● **Document section**

There are seasons in life when everything feels clear.
Doors open. Direction feels certain.
Energy is strong.
Faith feels uncomplicated.
Good surprises are happening.
Dang, I love living life like that.
When I sense I’m in a season like that, part of me wants time to freeze. But it never does.
Eventually things shift. The sweet spot never lasts forever.
Out of nowhere, unexpected things appear, and they are not the good surprises. I find myself flat on my face, begging God to intervene. Answers aren’t visible, and everything feels unresolved.
I hate those seasons. Yet some of my greatest growth has come when it felt like the ground beneath me was giving way.
I’ve learned how easy it is to wait for resolution before deciding I’m okay. But as long as my peace depends on circumstances I cannot control, fulfillment will always stay out of reach. And honestly, I got tired of waiting for fulfillment. I had to learn to be okay with life unresolved.
By midlife, if you have walked with God long enough, you recognize both kinds of seasons as part of the journey. Still, I dislike the in-between. I want clarity. I want to know where God is leading and what I’m supposed to do.
But trusting Him while the story is still unfolding requires a deeper faith than certainty ever did.
Right now I am learning that instead of trying to eliminate uncertainty, I must enlarge my capacity to live with it.
That sounds simple when spoken. Living it is one of the hardest things I’ve ever done.
And yet… this is where faith matures.
When Faith Matures
Earlier in life, faith can feel simple: pray, believe, receive.
Over time, faith matures. We discover that walking with God is not a formula. It is a relationship.
Some prayers are answered quickly.
Some unfold slowly.
Some take paths we would never have chosen.
Some bring us to the edge of what feels mentally and emotionally bearable.

● **Information supplied**
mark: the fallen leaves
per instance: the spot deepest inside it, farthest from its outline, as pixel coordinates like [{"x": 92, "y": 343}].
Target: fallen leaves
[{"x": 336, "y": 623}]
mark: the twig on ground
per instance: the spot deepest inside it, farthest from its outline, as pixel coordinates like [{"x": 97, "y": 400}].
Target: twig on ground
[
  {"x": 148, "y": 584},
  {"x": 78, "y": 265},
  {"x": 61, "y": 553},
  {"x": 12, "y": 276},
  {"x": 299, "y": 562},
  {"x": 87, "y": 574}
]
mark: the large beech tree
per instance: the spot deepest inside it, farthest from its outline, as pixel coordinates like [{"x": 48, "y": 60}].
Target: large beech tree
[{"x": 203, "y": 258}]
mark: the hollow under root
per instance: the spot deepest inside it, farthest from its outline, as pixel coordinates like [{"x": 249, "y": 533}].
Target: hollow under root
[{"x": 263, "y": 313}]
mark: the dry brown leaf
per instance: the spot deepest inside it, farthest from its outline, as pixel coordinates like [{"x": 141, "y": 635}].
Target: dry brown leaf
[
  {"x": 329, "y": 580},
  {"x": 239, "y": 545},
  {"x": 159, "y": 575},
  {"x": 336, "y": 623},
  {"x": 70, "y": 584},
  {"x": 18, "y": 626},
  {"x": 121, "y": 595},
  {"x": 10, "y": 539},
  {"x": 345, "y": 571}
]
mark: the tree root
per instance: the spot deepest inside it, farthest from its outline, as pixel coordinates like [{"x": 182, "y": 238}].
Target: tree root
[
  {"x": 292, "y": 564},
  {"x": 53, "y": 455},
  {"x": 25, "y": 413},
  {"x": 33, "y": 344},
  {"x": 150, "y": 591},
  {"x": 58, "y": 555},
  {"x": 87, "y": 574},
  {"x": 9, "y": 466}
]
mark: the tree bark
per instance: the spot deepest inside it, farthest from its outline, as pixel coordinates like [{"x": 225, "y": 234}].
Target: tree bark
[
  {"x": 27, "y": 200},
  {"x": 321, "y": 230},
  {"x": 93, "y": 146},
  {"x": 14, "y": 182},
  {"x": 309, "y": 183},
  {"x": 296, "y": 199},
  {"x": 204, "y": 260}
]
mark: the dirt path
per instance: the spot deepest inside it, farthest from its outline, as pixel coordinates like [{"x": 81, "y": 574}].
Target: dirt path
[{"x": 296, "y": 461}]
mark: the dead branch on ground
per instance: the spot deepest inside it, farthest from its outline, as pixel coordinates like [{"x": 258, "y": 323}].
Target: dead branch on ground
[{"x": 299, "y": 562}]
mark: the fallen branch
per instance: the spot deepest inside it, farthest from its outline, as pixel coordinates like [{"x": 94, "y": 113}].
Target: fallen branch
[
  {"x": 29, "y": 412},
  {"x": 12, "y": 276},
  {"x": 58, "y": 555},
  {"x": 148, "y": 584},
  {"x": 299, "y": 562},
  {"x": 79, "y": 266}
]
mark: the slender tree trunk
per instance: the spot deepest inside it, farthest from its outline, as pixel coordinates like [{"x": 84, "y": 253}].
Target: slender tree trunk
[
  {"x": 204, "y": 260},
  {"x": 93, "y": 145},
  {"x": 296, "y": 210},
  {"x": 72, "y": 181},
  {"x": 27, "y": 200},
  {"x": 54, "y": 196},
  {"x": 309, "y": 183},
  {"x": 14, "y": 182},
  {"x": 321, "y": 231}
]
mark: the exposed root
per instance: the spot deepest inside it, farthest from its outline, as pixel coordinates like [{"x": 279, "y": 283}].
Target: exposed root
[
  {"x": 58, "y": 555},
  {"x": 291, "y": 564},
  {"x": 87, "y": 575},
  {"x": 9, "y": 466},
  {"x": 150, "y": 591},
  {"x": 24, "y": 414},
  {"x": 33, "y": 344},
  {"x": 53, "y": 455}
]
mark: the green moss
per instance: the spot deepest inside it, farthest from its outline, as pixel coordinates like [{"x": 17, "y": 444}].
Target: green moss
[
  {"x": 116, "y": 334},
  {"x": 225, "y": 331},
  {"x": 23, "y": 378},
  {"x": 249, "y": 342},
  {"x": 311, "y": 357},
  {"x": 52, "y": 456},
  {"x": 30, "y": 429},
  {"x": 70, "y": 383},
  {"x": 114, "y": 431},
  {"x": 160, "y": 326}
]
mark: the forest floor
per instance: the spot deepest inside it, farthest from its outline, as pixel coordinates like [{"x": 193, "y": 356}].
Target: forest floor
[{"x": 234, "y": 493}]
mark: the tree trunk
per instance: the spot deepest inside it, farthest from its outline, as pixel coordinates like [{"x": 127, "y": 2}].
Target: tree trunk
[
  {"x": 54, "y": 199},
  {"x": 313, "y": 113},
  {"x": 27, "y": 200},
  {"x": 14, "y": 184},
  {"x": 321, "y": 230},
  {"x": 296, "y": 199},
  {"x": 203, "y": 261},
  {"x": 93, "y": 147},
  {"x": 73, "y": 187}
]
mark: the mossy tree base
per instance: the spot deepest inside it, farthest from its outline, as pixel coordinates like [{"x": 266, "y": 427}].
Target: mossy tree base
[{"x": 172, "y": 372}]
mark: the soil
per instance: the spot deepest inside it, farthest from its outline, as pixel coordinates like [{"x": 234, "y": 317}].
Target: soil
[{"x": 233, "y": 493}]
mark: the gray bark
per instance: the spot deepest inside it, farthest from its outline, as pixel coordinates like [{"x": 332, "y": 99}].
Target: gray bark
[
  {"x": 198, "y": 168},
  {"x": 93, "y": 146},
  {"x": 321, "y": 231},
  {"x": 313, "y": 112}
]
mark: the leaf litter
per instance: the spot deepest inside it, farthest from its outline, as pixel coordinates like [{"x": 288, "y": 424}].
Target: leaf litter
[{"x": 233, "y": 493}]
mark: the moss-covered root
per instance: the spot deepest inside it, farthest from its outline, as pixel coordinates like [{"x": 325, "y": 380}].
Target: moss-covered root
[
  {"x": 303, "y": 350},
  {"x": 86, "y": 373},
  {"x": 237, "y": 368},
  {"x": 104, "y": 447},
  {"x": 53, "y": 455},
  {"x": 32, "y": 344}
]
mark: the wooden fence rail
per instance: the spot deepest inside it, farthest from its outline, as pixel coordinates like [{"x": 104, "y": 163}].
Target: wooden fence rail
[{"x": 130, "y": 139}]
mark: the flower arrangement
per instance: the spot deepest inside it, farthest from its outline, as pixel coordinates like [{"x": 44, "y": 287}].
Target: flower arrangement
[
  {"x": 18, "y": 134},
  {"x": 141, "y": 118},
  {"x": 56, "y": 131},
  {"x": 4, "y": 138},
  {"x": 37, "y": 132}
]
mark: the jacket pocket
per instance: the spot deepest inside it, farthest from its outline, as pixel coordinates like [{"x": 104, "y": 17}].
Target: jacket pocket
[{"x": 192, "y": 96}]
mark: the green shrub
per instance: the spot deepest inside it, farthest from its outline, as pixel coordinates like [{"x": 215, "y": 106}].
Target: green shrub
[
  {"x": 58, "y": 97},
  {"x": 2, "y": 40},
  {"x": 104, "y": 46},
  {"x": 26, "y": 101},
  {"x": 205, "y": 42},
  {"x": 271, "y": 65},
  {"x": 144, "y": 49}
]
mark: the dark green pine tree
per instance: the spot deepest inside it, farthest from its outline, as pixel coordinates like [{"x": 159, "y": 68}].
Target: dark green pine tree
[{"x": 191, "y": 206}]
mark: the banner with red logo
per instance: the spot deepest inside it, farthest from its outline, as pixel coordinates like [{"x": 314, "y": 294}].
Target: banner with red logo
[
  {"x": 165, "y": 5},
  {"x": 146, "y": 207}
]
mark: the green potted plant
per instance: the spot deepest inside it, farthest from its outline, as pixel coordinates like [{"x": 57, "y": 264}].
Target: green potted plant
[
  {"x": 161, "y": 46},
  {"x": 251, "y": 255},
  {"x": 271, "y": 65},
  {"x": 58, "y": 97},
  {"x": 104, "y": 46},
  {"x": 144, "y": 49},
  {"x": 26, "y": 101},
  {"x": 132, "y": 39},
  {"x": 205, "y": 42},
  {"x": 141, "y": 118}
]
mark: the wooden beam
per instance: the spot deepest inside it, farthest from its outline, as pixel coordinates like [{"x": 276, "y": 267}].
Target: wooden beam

● **Task 1**
Sum up the essay on faith in uncertain seasons in two sentences.
● **Task 2**
Write the next part of the essay on faith in uncertain seasons, picking up after its final line.

● **Task output 1**
The writer describes seasons when life feels clear and faith feels uncomplicated, and other seasons when unwelcome surprises arrive and answers aren't visible, though some of the writer's greatest growth has come in those hard times. Having learned that peace tied to uncontrollable circumstances keeps fulfillment out of reach, the writer is now learning to enlarge the capacity to live with uncertainty, and sees this as where faith matures from a simple formula into a relationship with God.

● **Task output 2**
This does not mean God is absent. On the contrary, it often means He is at work beyond what we can see.
Scripture reminds us, “We walk by faith, not by sight” (2 Corinthians 5:7). Seasons like these require trusting that He is working even when the landscape looks barren and the outcome feels uncertain.
By midlife, we begin to understand something we could not grasp earlier: faith is not proven when everything makes sense. It is strengthened when we trust without understanding.
This is the quiet work of mature faith…beyond what we can see even when things seem bleaker than ever. Faith is not proven when we understand everything. It is strengthened when we trust without understanding.
Mature faith does not eliminate mystery.
It learns to live faithfully inside it.
What the Fire Forms in Us
In-between seasons do something in us that certainty never could. As I wrestle with God in the in-between, I begin loosening my grip on control. I lean harder into Him, and I can feel our relationship moving to a deeper place. In these seasons, God isn’t only working on what surrounds me. Most importantly, He is working in me.
When I look back, every major season of growth in my life has come from times like this.
Growth is not cheap. Sometimes it feels like it costs you everything. Yet in those painful places, I have learned to expect that something sacred is being formed. God never allows this kind of fire without purpose. When I walk through chapters like this, I remind myself I am about to gain something that cannot be acquired any other way.
Some things can only be forged in fire.
Larry and I experienced this early in ministry. Our first pastorate ended in deep pain through an abusive church situation. We left devastated and with almost nothing. A kind pastor friend let us store what little remained in an empty Sunday school room. Walking through that season was excruciating. But what followed became one of the greatest gifts of our lives: the opportunity to serve as lead pastors in Maryland for ten years. Many of our closest and most treasured friendships were formed there. At the end of what felt like a season from hell came one sent from heaven.
Looking back now, I see a pattern: every significant turning point in my life was preceded by what felt like a personal tornado.
Trusting Without Closure
One of the hardest spiritual lessons is learning to live without immediate closure.
This is especially hard for me. I’m a person who confronts and moves forward. I’m a take-action person. I don’t sit on things. Yet sometimes God places me in situations where I cannot resolve anything my way. I have to wait and trust Him while the outcome is still unknown, believe in His goodness when the path feels unclear, and rest in His presence before answers arrive.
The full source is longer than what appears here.